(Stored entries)

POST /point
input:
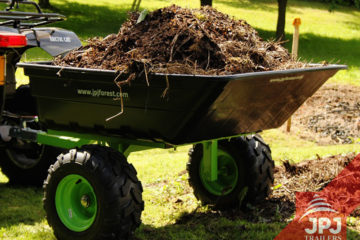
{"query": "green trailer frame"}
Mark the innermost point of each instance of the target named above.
(69, 140)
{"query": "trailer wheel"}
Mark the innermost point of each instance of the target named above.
(245, 173)
(93, 193)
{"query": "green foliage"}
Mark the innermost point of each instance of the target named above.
(333, 3)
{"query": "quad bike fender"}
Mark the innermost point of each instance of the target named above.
(55, 41)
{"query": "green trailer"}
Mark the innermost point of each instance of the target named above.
(92, 192)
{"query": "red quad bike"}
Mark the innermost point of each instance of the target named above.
(91, 191)
(25, 162)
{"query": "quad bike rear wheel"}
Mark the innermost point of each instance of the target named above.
(245, 173)
(93, 193)
(25, 163)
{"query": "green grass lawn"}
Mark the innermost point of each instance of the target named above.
(171, 211)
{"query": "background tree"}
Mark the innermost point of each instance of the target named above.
(44, 3)
(280, 28)
(206, 2)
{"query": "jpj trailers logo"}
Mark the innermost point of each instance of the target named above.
(322, 215)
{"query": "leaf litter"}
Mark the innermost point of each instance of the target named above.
(184, 41)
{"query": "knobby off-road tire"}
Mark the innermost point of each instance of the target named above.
(26, 163)
(245, 173)
(93, 193)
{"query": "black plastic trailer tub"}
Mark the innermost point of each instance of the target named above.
(195, 108)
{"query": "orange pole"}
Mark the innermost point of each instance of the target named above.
(294, 52)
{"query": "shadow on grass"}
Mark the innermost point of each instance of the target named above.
(292, 6)
(20, 205)
(316, 48)
(91, 20)
(264, 222)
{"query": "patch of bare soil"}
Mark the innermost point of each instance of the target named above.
(331, 116)
(179, 40)
(306, 176)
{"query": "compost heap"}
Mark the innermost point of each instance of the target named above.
(331, 116)
(179, 40)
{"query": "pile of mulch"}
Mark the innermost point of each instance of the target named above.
(331, 116)
(306, 176)
(179, 40)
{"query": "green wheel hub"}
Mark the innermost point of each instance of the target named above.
(75, 202)
(227, 175)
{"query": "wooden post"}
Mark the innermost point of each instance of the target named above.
(294, 51)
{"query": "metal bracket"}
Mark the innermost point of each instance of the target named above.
(210, 158)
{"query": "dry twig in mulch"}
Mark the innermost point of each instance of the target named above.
(331, 116)
(306, 176)
(179, 40)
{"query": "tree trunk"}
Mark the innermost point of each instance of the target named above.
(206, 2)
(280, 28)
(44, 3)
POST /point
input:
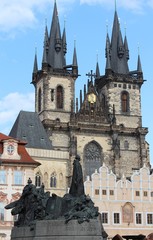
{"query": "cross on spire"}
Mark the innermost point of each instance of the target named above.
(91, 75)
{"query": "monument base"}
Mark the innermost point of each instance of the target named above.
(58, 230)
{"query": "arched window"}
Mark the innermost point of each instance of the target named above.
(127, 212)
(39, 100)
(126, 144)
(92, 158)
(53, 181)
(61, 179)
(46, 179)
(59, 97)
(38, 180)
(2, 177)
(125, 101)
(1, 211)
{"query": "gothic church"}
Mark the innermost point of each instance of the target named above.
(103, 126)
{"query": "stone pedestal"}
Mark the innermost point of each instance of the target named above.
(58, 230)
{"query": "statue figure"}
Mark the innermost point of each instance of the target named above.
(30, 206)
(77, 186)
(36, 204)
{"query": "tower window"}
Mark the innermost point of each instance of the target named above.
(116, 218)
(138, 218)
(1, 211)
(104, 217)
(39, 100)
(53, 180)
(38, 180)
(2, 177)
(52, 95)
(126, 144)
(124, 102)
(59, 97)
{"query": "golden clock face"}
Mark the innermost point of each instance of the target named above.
(10, 149)
(92, 98)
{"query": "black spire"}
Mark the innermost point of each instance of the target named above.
(118, 52)
(75, 62)
(108, 53)
(56, 59)
(35, 66)
(97, 70)
(139, 67)
(45, 51)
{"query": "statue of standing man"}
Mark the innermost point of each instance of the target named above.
(77, 186)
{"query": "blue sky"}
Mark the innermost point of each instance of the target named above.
(22, 24)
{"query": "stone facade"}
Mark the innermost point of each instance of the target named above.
(126, 206)
(16, 168)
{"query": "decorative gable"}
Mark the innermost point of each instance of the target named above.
(10, 149)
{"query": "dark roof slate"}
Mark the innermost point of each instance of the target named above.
(29, 128)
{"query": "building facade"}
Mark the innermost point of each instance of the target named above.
(103, 126)
(126, 205)
(15, 169)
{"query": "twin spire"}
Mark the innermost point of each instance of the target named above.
(117, 51)
(55, 49)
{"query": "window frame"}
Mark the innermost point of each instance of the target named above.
(140, 214)
(107, 213)
(3, 176)
(114, 221)
(149, 213)
(18, 179)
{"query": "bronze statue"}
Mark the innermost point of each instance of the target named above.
(77, 186)
(36, 204)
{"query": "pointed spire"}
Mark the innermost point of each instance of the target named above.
(107, 53)
(126, 48)
(58, 41)
(97, 70)
(75, 63)
(80, 98)
(139, 67)
(56, 58)
(118, 59)
(45, 51)
(120, 45)
(35, 66)
(64, 41)
(107, 48)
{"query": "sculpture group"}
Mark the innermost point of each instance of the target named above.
(36, 204)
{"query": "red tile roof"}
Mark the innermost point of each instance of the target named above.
(25, 157)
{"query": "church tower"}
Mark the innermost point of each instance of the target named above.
(103, 126)
(55, 84)
(121, 89)
(108, 124)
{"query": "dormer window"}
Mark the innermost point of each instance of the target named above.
(10, 149)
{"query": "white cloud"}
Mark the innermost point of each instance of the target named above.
(11, 105)
(150, 3)
(21, 14)
(134, 5)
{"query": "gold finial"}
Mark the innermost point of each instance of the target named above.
(107, 25)
(115, 5)
(138, 48)
(125, 28)
(97, 55)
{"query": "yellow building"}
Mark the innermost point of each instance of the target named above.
(15, 169)
(103, 126)
(126, 205)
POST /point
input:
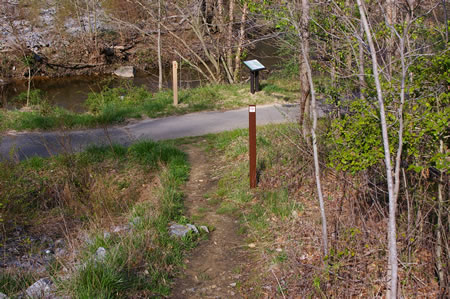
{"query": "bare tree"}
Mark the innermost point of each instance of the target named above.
(392, 244)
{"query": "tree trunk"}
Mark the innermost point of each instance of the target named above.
(316, 151)
(229, 52)
(392, 245)
(309, 81)
(29, 86)
(391, 13)
(220, 21)
(304, 85)
(439, 243)
(237, 62)
(160, 73)
(361, 74)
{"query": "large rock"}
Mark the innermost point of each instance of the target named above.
(180, 230)
(100, 254)
(125, 72)
(40, 289)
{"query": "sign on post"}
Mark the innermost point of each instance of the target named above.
(175, 82)
(254, 66)
(252, 144)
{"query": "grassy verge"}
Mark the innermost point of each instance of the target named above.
(280, 222)
(91, 192)
(264, 210)
(116, 105)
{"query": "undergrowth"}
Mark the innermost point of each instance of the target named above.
(116, 105)
(280, 222)
(94, 189)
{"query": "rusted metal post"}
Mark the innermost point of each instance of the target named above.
(175, 82)
(252, 144)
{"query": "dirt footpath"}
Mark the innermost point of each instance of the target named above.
(213, 269)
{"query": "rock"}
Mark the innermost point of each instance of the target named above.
(204, 228)
(118, 229)
(193, 227)
(100, 254)
(181, 230)
(125, 72)
(59, 252)
(40, 288)
(136, 221)
(59, 243)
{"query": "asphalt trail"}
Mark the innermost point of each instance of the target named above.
(24, 145)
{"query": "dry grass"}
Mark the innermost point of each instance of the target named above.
(288, 252)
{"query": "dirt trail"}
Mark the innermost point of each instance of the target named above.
(213, 269)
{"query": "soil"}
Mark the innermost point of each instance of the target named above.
(214, 268)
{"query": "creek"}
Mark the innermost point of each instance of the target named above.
(72, 91)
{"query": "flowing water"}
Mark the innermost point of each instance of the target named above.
(71, 92)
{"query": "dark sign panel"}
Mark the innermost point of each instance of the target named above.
(254, 65)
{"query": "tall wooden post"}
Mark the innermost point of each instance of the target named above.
(257, 81)
(252, 82)
(252, 144)
(175, 82)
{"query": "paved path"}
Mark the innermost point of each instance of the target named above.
(44, 144)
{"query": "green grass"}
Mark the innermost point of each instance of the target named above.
(142, 261)
(14, 282)
(116, 105)
(233, 192)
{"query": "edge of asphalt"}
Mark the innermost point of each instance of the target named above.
(22, 145)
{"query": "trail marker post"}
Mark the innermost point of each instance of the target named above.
(252, 144)
(254, 66)
(175, 82)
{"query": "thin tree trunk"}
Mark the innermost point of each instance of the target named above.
(440, 269)
(304, 85)
(445, 20)
(391, 12)
(392, 264)
(29, 86)
(230, 37)
(160, 73)
(308, 73)
(237, 62)
(361, 74)
(220, 15)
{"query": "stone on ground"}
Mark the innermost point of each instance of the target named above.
(125, 72)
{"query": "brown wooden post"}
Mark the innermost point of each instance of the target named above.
(175, 82)
(252, 144)
(252, 82)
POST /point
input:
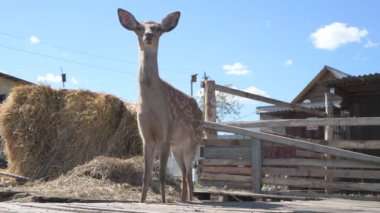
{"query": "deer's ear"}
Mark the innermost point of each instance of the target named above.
(127, 20)
(170, 21)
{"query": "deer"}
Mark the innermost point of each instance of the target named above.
(167, 118)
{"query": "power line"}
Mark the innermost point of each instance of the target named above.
(69, 49)
(80, 52)
(244, 116)
(66, 60)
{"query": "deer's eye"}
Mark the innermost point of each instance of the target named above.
(140, 27)
(155, 28)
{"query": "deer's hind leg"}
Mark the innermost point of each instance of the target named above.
(149, 155)
(164, 151)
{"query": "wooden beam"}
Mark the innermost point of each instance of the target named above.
(226, 142)
(356, 144)
(225, 152)
(319, 172)
(225, 162)
(232, 170)
(320, 183)
(268, 100)
(225, 177)
(210, 107)
(319, 163)
(256, 165)
(354, 121)
(293, 142)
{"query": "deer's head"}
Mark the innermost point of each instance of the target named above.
(148, 32)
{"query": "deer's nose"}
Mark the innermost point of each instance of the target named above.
(148, 36)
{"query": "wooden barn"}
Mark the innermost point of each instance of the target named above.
(351, 96)
(326, 140)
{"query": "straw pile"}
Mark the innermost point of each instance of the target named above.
(48, 132)
(103, 178)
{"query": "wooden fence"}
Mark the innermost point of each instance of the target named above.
(256, 158)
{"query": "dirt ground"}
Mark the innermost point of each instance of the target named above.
(327, 205)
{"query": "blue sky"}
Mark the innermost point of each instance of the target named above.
(273, 48)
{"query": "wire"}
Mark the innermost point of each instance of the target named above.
(66, 60)
(69, 49)
(76, 51)
(244, 116)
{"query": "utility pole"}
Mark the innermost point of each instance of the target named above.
(193, 80)
(63, 77)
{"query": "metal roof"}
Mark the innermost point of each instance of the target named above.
(314, 105)
(317, 79)
(360, 79)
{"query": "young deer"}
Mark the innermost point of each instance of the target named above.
(167, 118)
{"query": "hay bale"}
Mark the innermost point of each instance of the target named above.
(48, 132)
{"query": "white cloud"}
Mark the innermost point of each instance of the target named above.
(256, 91)
(253, 90)
(34, 40)
(236, 69)
(335, 35)
(49, 78)
(74, 81)
(371, 44)
(289, 62)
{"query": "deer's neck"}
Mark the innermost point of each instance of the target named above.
(148, 68)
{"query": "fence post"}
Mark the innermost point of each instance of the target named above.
(210, 107)
(328, 136)
(256, 164)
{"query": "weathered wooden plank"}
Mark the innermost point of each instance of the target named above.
(352, 121)
(320, 172)
(308, 154)
(232, 170)
(355, 144)
(293, 142)
(225, 177)
(321, 183)
(318, 163)
(226, 184)
(267, 100)
(226, 152)
(226, 142)
(225, 162)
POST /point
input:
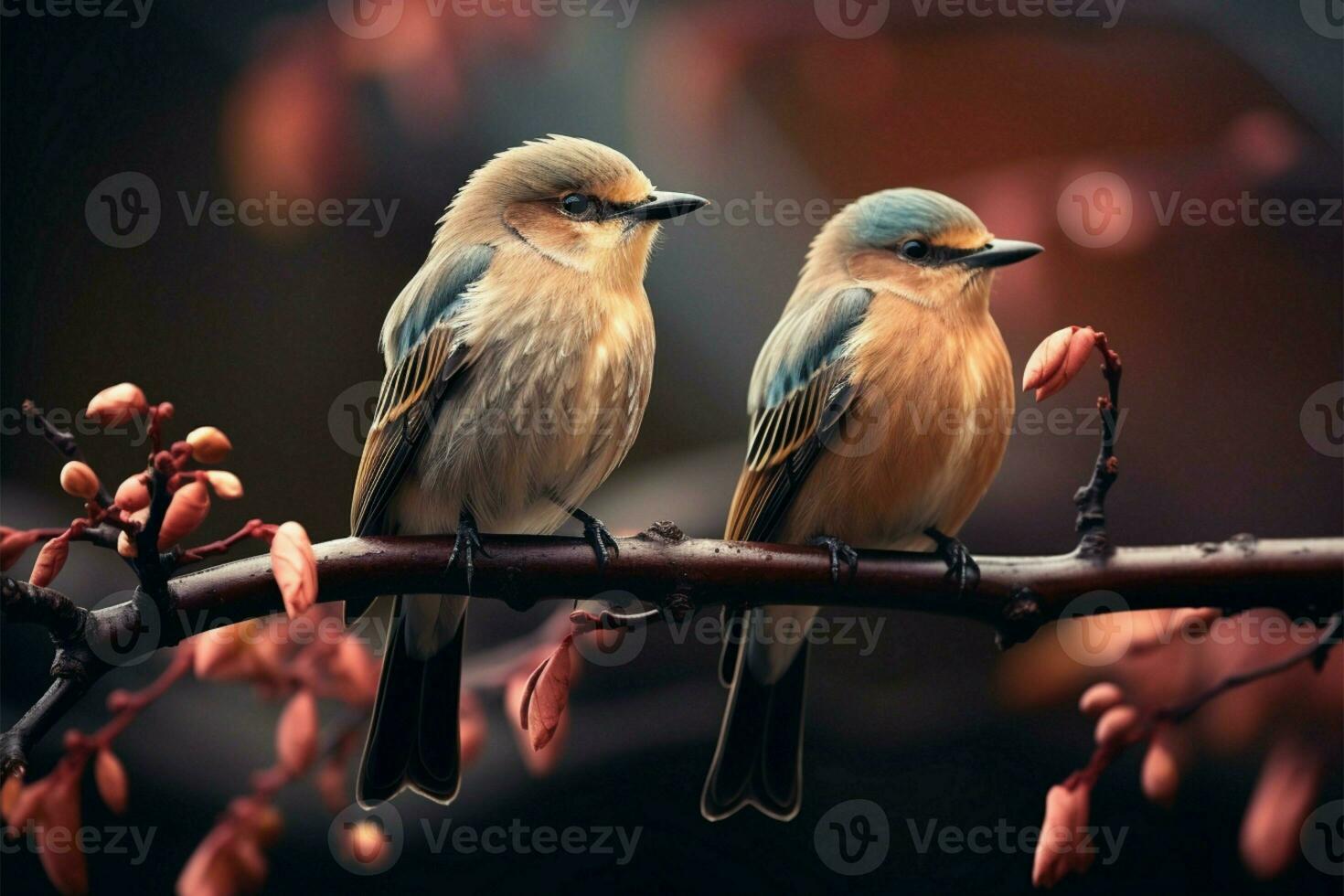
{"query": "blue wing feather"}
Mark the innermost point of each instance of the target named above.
(816, 341)
(432, 295)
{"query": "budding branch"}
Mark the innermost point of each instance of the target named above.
(677, 575)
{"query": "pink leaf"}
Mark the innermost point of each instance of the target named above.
(294, 567)
(58, 825)
(296, 735)
(331, 784)
(548, 695)
(188, 509)
(14, 543)
(50, 560)
(1161, 773)
(472, 727)
(1118, 726)
(116, 404)
(1284, 795)
(1058, 359)
(214, 868)
(1061, 849)
(539, 762)
(133, 493)
(111, 776)
(1100, 698)
(355, 673)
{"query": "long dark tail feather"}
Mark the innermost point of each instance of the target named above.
(413, 739)
(760, 755)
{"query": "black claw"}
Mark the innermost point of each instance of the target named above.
(837, 549)
(961, 567)
(597, 535)
(466, 544)
(601, 539)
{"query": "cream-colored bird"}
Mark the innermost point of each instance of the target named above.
(880, 415)
(519, 360)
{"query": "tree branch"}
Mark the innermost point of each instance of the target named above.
(1017, 595)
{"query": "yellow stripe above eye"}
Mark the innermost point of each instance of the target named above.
(964, 238)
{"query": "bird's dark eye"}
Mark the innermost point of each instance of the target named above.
(914, 249)
(575, 205)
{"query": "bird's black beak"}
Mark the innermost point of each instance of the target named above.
(666, 208)
(1001, 251)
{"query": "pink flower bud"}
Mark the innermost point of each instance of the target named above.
(80, 480)
(133, 493)
(1100, 698)
(111, 776)
(14, 543)
(1161, 774)
(116, 404)
(188, 509)
(10, 797)
(1287, 789)
(50, 560)
(1118, 726)
(226, 485)
(296, 735)
(208, 445)
(294, 567)
(1058, 359)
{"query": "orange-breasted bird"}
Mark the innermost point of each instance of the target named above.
(880, 415)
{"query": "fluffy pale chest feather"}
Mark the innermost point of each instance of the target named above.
(925, 437)
(552, 400)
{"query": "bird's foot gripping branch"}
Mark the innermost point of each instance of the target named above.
(155, 511)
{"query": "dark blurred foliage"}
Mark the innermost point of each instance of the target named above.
(1224, 331)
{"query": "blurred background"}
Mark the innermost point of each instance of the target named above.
(1086, 132)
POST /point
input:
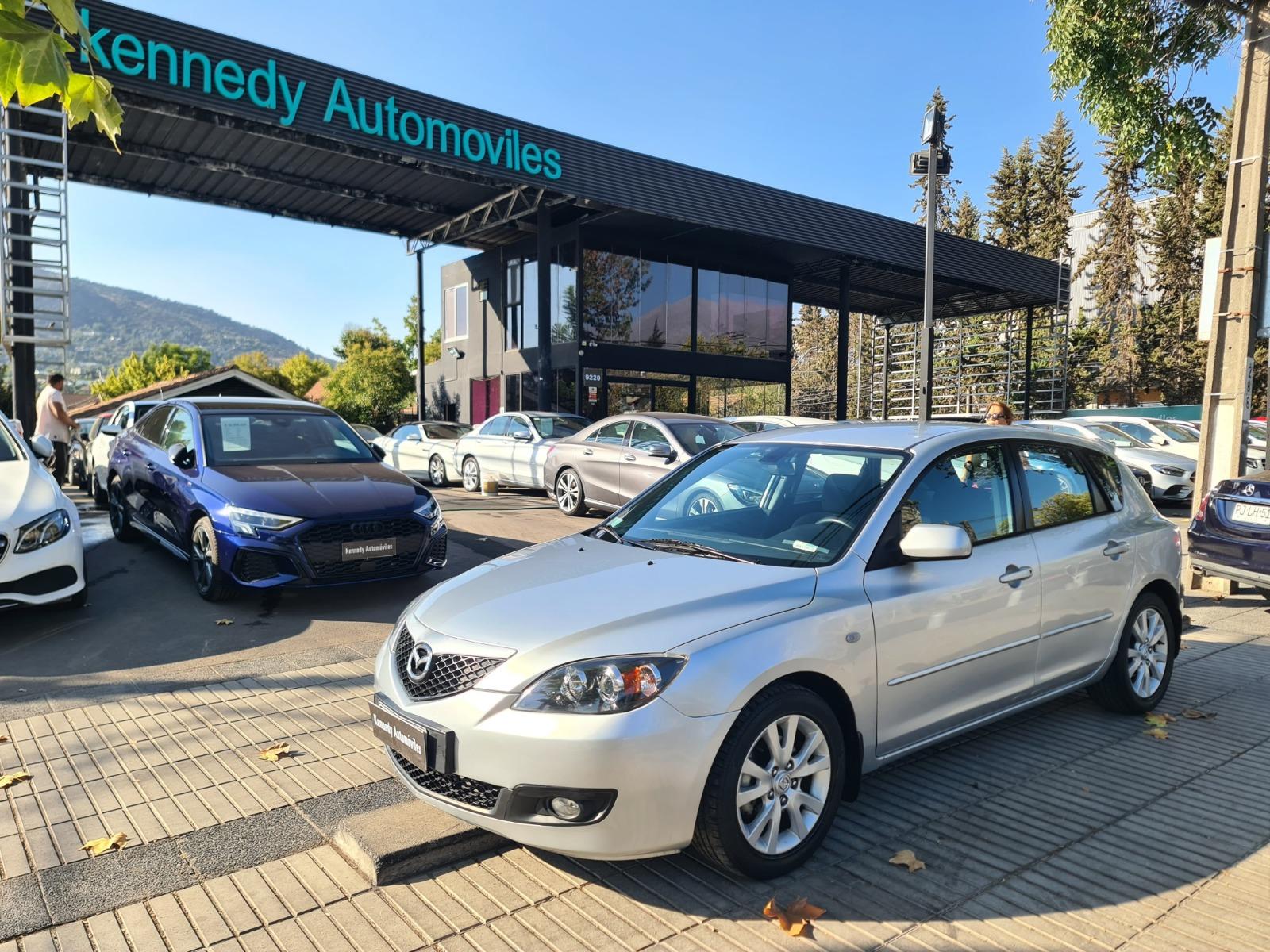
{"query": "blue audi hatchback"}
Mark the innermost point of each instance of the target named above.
(267, 493)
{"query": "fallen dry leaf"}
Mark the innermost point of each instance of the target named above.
(906, 857)
(276, 750)
(10, 778)
(797, 919)
(106, 844)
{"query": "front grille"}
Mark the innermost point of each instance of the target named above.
(448, 674)
(463, 790)
(323, 547)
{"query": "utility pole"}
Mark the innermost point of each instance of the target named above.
(1241, 276)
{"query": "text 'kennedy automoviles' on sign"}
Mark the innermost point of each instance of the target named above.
(270, 89)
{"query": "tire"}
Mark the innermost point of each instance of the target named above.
(121, 526)
(721, 837)
(205, 562)
(437, 471)
(702, 503)
(1137, 682)
(571, 495)
(471, 474)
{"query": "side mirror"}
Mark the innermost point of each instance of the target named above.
(929, 543)
(181, 456)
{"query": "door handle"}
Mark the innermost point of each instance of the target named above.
(1015, 573)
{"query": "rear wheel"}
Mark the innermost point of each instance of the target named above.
(775, 786)
(569, 494)
(121, 526)
(437, 471)
(205, 560)
(471, 475)
(1143, 662)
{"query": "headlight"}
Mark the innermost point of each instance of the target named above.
(429, 508)
(44, 531)
(249, 522)
(601, 685)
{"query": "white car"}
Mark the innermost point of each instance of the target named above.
(766, 422)
(512, 447)
(103, 440)
(1172, 436)
(41, 546)
(724, 679)
(423, 450)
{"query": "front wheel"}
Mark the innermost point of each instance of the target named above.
(1143, 663)
(205, 560)
(775, 786)
(471, 475)
(437, 471)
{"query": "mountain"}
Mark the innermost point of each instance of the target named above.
(110, 323)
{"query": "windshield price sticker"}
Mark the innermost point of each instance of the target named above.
(235, 435)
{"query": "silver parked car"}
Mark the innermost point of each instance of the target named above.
(512, 447)
(724, 679)
(615, 460)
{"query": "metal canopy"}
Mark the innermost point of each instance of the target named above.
(184, 143)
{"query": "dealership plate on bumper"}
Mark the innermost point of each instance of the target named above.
(1251, 513)
(425, 744)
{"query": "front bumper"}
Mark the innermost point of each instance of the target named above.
(654, 759)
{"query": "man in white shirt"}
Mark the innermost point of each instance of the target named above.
(54, 422)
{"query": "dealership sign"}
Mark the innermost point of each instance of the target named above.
(270, 89)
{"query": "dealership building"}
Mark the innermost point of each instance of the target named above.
(606, 279)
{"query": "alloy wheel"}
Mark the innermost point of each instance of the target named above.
(784, 784)
(568, 490)
(201, 559)
(1149, 653)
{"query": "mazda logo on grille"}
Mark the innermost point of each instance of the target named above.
(419, 663)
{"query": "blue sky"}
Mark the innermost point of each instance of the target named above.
(819, 98)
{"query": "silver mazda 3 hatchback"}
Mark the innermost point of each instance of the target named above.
(723, 679)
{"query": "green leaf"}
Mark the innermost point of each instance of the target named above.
(44, 71)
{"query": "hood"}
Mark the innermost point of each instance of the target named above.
(577, 598)
(1143, 459)
(315, 490)
(27, 492)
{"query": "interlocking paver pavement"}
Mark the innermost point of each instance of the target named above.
(1064, 828)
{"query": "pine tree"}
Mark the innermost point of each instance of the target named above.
(965, 220)
(945, 184)
(1057, 192)
(1114, 276)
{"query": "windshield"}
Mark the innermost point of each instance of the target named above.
(1117, 437)
(696, 436)
(559, 427)
(260, 437)
(1183, 435)
(768, 503)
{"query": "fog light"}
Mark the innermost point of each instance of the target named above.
(565, 809)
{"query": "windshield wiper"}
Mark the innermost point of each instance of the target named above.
(679, 545)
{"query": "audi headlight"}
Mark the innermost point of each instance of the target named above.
(44, 531)
(601, 685)
(249, 522)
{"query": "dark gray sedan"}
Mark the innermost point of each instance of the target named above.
(615, 460)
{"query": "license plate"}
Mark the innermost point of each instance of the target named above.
(425, 744)
(1253, 513)
(368, 549)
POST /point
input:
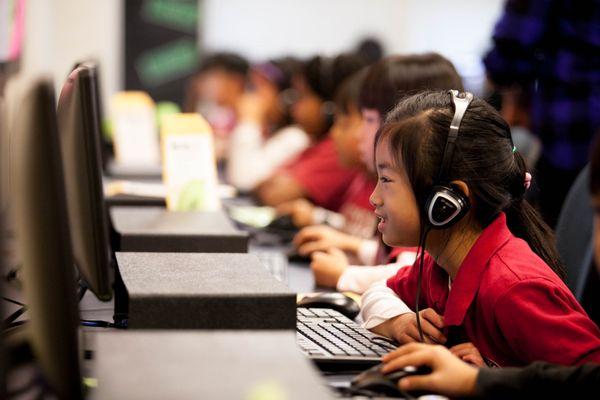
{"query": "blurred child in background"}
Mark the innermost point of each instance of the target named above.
(215, 91)
(263, 139)
(316, 174)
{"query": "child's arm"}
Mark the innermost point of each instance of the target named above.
(385, 314)
(252, 159)
(543, 321)
(322, 238)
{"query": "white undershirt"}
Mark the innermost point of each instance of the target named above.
(380, 303)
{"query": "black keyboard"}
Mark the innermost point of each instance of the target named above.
(329, 338)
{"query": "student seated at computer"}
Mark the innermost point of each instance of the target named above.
(355, 218)
(385, 83)
(316, 173)
(452, 377)
(263, 139)
(214, 91)
(491, 275)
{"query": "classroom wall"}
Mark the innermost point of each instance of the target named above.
(59, 32)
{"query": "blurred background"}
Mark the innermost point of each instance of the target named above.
(123, 34)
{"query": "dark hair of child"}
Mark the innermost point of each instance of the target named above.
(395, 77)
(484, 158)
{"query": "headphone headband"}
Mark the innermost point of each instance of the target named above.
(461, 102)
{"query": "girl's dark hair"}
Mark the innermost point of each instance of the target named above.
(393, 78)
(347, 97)
(595, 166)
(324, 75)
(417, 130)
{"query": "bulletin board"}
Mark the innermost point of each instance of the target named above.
(161, 46)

Required work → In the data above, which lines have "pile"? Report each of them.

Solution for this task →
{"query": "pile of mulch"}
{"query": "straw pile"}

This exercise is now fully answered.